* **Aim**: Convert the part that opens with the line containing "Target: goalie stick" and closes with the line containing "118 170 L 121" into a two-column CSV headed input and output. Each row should hold one text with its answer, with each value in a single quoted field and line breaks replaced by spaces.

[Records from a collection]
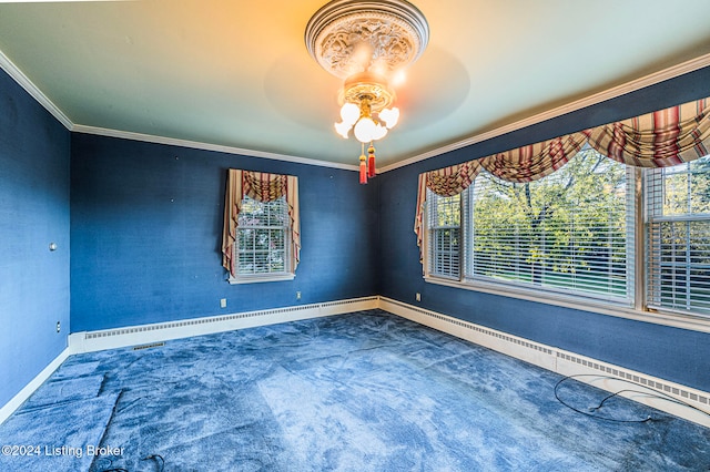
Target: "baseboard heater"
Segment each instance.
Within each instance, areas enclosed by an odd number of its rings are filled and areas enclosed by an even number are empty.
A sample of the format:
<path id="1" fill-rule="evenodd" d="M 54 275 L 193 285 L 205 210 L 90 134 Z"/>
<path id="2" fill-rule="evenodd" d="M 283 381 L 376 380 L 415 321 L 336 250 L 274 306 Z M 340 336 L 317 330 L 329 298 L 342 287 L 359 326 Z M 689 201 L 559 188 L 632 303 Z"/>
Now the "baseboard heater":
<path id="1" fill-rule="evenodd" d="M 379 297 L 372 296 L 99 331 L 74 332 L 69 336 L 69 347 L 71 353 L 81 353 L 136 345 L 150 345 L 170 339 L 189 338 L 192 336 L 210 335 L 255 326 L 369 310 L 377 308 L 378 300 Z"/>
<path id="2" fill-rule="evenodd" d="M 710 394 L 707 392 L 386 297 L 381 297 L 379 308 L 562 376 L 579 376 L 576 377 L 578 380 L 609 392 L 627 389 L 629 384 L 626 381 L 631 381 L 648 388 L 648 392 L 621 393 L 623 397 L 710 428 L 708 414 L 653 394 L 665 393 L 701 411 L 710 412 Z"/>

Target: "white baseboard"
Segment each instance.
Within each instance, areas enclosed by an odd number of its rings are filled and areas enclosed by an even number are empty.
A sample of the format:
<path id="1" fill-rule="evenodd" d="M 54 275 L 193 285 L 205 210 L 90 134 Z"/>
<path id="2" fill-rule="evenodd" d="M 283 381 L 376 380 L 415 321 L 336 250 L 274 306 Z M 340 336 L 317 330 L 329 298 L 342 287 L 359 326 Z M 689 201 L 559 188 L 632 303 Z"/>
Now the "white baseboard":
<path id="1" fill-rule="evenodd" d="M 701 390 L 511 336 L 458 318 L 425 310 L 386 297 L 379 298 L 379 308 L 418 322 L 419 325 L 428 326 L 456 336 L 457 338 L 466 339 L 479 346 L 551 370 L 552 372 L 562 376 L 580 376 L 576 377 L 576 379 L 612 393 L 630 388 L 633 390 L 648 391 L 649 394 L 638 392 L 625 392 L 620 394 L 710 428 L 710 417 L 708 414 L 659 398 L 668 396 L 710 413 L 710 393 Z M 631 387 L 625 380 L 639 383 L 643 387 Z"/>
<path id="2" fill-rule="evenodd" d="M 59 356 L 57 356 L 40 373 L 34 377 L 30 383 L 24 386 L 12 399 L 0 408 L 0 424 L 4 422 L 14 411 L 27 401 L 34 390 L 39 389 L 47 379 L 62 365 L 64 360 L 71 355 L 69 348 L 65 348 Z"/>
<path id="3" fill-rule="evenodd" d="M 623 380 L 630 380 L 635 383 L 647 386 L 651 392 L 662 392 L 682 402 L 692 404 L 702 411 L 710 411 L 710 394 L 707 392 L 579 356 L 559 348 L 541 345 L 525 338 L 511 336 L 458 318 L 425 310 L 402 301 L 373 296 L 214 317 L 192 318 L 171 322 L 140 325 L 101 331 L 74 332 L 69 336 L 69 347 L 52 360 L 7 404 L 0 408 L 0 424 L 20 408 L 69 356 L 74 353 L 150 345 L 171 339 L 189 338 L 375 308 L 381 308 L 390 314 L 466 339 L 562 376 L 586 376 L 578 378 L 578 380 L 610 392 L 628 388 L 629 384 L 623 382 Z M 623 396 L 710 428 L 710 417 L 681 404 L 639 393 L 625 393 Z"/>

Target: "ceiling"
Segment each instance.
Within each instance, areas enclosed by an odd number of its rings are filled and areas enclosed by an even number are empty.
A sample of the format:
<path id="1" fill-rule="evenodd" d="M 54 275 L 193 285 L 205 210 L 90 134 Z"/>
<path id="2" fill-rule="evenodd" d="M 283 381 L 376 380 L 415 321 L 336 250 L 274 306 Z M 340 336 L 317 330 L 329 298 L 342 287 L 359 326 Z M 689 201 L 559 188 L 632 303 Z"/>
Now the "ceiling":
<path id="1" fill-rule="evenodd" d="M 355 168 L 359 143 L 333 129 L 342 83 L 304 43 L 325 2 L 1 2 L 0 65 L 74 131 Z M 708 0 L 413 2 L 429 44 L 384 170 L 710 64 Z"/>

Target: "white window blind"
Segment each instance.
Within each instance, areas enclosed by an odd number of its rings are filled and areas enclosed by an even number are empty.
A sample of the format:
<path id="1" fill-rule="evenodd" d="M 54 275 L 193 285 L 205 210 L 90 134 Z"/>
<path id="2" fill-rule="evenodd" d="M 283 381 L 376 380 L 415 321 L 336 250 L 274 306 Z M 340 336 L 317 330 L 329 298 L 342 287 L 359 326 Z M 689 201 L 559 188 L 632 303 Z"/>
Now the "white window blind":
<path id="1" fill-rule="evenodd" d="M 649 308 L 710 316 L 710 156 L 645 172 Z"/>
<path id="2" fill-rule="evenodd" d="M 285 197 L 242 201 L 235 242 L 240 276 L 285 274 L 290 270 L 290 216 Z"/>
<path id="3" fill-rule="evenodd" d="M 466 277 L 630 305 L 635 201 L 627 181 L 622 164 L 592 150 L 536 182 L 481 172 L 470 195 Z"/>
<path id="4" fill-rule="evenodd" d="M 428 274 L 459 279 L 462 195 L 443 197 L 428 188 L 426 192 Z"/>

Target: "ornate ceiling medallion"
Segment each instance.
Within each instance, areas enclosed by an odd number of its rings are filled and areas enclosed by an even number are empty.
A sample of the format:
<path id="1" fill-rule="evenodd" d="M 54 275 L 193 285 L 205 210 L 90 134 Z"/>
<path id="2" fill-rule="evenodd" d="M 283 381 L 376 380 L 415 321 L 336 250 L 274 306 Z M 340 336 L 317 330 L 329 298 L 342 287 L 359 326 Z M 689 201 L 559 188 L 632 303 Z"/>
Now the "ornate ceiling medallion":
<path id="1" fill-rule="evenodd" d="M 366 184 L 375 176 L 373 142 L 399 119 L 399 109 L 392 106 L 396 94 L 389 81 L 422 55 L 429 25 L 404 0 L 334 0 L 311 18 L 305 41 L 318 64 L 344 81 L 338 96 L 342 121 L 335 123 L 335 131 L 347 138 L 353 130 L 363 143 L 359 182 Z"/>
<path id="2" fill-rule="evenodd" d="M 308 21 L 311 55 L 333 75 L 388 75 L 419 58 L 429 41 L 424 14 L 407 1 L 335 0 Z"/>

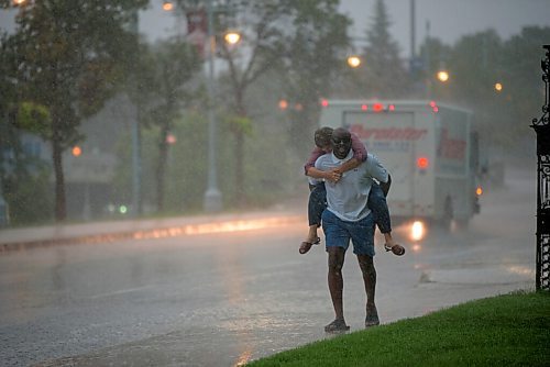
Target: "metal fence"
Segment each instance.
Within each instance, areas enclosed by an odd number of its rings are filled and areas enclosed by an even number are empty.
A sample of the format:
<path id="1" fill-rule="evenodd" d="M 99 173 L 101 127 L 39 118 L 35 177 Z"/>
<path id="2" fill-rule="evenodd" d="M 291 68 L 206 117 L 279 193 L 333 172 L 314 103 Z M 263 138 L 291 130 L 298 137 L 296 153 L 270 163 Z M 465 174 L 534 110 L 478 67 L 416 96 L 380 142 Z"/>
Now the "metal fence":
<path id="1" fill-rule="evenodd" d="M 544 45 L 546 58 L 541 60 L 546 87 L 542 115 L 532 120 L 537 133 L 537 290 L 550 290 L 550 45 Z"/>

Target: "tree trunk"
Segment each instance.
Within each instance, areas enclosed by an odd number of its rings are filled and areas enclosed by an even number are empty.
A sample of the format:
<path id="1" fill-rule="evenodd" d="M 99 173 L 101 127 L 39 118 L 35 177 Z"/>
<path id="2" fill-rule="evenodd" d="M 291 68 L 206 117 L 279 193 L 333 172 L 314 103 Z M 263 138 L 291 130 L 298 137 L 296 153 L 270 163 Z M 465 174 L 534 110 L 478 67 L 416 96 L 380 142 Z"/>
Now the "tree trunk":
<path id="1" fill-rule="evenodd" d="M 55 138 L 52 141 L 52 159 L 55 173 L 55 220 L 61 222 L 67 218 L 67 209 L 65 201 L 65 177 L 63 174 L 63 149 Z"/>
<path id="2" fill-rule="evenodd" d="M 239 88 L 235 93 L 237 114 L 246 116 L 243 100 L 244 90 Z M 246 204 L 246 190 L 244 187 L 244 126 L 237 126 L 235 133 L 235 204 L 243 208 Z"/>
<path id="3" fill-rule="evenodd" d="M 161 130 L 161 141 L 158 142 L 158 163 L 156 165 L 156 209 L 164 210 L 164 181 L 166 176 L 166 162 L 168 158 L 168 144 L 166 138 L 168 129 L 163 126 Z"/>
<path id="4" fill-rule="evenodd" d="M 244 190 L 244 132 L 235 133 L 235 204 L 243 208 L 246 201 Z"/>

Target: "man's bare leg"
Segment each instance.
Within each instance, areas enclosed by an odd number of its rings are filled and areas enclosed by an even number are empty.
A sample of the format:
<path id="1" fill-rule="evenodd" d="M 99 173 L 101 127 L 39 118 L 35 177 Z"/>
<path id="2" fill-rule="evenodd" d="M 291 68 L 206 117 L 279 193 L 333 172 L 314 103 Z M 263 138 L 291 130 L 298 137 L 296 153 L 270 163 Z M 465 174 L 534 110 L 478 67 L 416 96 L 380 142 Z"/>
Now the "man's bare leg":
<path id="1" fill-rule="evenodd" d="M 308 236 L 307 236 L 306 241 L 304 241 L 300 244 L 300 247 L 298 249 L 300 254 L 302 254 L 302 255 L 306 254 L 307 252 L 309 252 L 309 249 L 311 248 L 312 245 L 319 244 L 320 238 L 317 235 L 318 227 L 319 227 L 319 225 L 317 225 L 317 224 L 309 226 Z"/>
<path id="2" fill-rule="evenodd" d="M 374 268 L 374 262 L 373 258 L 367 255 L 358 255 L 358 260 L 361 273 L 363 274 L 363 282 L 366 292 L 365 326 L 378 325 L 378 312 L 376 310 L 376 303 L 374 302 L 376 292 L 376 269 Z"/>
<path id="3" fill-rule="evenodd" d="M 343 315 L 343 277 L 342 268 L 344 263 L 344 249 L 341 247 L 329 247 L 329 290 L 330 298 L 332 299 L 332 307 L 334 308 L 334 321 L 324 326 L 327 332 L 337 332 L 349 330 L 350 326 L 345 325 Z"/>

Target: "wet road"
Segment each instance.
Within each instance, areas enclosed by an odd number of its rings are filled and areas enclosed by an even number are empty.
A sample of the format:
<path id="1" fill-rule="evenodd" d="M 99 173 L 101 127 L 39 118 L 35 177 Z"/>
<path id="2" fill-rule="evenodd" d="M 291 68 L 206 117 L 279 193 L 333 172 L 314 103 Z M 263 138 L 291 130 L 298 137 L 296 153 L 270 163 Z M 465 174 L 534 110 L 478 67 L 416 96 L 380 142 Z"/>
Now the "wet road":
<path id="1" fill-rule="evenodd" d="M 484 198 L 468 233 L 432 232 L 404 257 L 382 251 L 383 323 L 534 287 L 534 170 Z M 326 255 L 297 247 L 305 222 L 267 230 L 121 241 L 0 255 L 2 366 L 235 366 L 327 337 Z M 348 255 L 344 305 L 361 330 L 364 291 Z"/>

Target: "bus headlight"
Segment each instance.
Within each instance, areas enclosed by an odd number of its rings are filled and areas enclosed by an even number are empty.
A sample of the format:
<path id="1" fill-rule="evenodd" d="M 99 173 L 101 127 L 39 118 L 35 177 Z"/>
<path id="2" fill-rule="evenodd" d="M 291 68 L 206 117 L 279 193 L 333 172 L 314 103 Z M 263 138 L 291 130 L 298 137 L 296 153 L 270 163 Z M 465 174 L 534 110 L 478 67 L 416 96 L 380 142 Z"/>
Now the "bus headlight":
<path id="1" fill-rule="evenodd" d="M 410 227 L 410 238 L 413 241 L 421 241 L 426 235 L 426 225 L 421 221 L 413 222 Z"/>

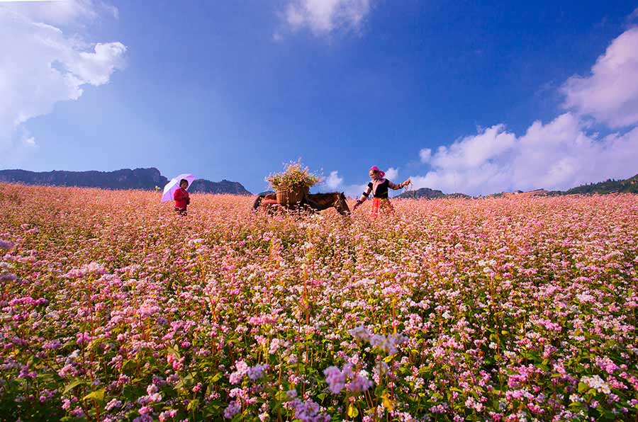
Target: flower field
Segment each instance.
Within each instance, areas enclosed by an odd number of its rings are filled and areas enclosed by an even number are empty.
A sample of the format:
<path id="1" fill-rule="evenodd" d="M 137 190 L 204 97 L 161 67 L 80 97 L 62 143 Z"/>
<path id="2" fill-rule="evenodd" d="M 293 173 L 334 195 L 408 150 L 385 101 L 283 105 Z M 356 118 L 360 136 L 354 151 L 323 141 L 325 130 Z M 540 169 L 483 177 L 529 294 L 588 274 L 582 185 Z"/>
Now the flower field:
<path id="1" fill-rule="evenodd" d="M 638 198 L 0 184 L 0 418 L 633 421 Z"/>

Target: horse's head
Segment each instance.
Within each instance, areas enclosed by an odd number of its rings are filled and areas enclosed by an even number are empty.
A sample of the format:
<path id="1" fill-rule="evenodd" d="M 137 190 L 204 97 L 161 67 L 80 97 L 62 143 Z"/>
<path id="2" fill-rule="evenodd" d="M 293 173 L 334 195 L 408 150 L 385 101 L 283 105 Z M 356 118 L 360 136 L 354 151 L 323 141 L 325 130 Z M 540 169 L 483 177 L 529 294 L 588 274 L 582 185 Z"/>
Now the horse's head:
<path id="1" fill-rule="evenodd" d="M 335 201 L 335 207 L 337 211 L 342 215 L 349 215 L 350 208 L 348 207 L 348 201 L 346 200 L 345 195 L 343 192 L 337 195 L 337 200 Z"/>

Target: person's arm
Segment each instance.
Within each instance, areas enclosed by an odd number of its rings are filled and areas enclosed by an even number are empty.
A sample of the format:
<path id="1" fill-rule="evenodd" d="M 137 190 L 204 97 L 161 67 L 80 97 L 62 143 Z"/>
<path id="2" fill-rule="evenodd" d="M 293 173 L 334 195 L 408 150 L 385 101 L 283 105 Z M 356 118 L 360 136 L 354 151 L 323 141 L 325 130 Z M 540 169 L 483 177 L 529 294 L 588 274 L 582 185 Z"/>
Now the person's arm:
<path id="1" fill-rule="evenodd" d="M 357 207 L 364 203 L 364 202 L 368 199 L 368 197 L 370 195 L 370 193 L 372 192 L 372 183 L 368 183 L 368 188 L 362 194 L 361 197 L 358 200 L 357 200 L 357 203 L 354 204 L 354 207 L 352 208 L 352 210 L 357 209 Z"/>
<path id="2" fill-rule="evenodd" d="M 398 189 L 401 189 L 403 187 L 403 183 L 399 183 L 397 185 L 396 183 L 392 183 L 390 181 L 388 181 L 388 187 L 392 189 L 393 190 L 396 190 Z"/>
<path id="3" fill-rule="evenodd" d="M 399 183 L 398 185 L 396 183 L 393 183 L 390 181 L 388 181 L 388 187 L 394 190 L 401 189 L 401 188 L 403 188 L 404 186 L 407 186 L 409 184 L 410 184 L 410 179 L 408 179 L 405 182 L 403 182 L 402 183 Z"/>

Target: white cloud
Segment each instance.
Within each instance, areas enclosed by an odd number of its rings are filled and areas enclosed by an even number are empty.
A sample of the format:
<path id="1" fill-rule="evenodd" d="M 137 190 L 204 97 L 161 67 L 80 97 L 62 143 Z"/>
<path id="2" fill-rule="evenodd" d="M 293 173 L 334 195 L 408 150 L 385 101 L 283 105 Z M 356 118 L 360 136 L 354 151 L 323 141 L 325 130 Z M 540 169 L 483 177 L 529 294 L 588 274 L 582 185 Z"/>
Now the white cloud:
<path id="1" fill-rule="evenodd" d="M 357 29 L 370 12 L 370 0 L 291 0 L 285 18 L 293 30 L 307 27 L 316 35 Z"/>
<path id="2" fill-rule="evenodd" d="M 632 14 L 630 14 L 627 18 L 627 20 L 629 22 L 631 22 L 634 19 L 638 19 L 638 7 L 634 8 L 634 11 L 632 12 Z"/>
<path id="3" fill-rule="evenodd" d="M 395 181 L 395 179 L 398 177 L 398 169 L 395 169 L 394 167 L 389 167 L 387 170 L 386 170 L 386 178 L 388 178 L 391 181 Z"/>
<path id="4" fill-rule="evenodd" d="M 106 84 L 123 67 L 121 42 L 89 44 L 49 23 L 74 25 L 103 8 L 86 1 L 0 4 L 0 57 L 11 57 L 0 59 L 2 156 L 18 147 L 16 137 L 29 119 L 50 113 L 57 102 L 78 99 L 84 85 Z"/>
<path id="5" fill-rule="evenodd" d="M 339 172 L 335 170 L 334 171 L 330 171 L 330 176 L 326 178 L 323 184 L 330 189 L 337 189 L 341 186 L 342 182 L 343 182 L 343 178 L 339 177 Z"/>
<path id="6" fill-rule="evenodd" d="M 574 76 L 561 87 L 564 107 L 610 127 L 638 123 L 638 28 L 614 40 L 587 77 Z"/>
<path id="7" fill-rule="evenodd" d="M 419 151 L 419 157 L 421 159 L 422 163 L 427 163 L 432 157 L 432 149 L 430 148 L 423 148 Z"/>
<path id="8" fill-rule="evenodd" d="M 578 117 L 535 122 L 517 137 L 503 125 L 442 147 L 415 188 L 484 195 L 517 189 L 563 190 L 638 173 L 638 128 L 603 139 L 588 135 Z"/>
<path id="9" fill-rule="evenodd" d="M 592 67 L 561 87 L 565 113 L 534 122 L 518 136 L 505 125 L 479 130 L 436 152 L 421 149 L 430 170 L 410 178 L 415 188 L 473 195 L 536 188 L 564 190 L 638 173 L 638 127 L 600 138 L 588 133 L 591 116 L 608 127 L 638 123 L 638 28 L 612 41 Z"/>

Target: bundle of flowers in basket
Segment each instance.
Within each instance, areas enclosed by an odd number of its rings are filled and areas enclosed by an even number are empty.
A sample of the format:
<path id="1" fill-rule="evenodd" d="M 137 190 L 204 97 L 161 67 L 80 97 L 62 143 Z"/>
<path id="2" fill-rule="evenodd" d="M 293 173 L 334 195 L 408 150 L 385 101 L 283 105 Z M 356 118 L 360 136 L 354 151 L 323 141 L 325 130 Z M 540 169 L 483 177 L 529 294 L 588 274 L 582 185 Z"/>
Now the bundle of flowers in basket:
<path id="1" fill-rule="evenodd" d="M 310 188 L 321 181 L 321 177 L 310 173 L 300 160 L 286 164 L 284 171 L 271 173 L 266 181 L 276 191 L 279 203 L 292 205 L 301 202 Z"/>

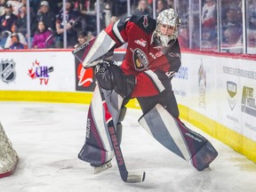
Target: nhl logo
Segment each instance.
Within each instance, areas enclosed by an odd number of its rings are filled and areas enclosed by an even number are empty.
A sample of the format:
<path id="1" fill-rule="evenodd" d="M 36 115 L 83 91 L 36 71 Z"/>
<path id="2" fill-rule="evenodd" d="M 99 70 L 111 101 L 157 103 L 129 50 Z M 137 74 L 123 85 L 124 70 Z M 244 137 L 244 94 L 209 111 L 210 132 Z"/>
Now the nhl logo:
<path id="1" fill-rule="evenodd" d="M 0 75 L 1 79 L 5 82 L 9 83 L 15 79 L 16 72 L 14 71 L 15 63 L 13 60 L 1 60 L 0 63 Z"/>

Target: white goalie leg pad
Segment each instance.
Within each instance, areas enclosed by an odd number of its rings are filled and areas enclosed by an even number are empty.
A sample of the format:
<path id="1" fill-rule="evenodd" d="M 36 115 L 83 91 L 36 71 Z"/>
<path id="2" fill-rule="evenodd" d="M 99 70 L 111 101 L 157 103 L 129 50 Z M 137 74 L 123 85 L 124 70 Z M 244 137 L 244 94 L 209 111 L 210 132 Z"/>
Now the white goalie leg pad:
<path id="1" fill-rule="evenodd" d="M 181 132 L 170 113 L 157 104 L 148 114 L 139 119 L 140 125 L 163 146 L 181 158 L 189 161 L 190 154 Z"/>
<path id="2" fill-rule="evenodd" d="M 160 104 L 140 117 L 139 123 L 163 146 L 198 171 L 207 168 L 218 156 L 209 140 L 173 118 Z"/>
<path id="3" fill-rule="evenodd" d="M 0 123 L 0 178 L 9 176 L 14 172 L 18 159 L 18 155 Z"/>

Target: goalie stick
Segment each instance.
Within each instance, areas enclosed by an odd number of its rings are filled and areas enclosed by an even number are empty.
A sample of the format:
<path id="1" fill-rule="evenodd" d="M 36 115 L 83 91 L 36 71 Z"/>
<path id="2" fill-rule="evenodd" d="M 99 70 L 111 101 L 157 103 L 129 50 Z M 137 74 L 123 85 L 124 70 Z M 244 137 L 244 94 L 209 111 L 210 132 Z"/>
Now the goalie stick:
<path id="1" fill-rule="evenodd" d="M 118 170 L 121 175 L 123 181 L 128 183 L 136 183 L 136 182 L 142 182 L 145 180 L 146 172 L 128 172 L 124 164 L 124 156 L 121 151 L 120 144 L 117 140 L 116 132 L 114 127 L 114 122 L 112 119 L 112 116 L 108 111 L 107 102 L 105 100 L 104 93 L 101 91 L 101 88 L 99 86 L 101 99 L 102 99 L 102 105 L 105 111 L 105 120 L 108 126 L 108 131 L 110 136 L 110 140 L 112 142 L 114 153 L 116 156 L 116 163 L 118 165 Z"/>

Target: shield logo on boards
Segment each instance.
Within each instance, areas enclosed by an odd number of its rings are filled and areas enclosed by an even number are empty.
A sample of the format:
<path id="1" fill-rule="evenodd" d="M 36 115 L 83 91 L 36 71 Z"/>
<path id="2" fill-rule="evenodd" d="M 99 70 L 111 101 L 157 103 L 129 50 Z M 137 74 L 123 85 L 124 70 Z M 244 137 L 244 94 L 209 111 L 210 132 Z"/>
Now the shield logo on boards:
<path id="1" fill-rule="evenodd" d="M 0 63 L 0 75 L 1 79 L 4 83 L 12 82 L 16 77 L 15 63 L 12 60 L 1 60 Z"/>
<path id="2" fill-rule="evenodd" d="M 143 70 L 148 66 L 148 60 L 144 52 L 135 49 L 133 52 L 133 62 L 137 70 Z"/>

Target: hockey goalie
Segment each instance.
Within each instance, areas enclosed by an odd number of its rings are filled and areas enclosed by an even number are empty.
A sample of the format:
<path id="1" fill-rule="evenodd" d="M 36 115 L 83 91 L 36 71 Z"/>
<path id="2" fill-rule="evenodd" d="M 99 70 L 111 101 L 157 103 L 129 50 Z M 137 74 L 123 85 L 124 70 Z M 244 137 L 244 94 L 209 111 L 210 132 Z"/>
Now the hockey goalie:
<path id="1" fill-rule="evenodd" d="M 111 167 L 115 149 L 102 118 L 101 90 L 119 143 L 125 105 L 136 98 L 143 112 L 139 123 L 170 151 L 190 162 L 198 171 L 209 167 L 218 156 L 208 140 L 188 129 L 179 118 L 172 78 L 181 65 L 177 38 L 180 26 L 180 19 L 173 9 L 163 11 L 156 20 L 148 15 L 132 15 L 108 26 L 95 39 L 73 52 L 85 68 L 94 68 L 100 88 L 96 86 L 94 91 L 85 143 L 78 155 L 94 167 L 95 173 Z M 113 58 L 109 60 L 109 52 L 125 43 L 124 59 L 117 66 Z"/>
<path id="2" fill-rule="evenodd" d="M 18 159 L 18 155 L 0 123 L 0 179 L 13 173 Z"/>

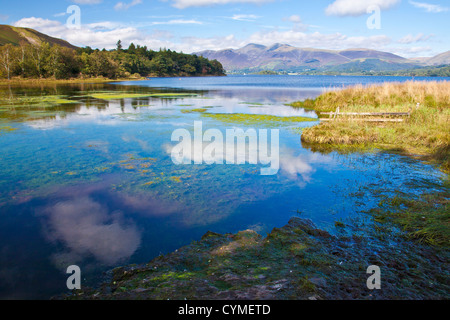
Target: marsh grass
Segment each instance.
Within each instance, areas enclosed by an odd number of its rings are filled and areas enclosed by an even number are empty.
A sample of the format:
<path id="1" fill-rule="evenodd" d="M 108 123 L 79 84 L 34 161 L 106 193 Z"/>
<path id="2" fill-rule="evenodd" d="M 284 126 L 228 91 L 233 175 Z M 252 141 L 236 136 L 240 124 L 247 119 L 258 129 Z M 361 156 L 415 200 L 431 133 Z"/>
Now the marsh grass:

* **Answer to this task**:
input,output
"Target: goalie stick Segment each instance. Within each instance, areas enclosed by an odd number of its rings are filled and areas enclosed by an even number are empty. A sample of the format: <path id=""1"" fill-rule=""evenodd"" d=""M 36 115 L 83 91 L 36 71 Z""/> <path id=""2"" fill-rule=""evenodd"" d=""M 99 70 L 111 101 L 157 103 L 129 50 Z M 137 74 L 123 85 L 124 70 Z M 244 137 L 244 94 L 209 111 L 210 132 Z""/> Now the goalie stick:","<path id=""1"" fill-rule=""evenodd"" d=""M 118 170 L 121 175 L 123 181 L 128 183 L 136 183 L 136 182 L 142 182 L 145 180 L 146 172 L 128 172 L 124 164 L 124 156 L 121 151 L 120 144 L 117 140 L 116 132 L 114 127 L 114 122 L 112 119 L 112 116 L 108 111 L 107 102 L 105 100 L 104 93 L 101 91 L 101 88 L 99 86 L 101 99 L 102 99 L 102 105 L 105 111 L 105 120 L 108 126 L 108 131 L 110 136 L 110 140 L 112 142 L 114 153 L 116 156 L 116 163 L 118 165 Z""/>"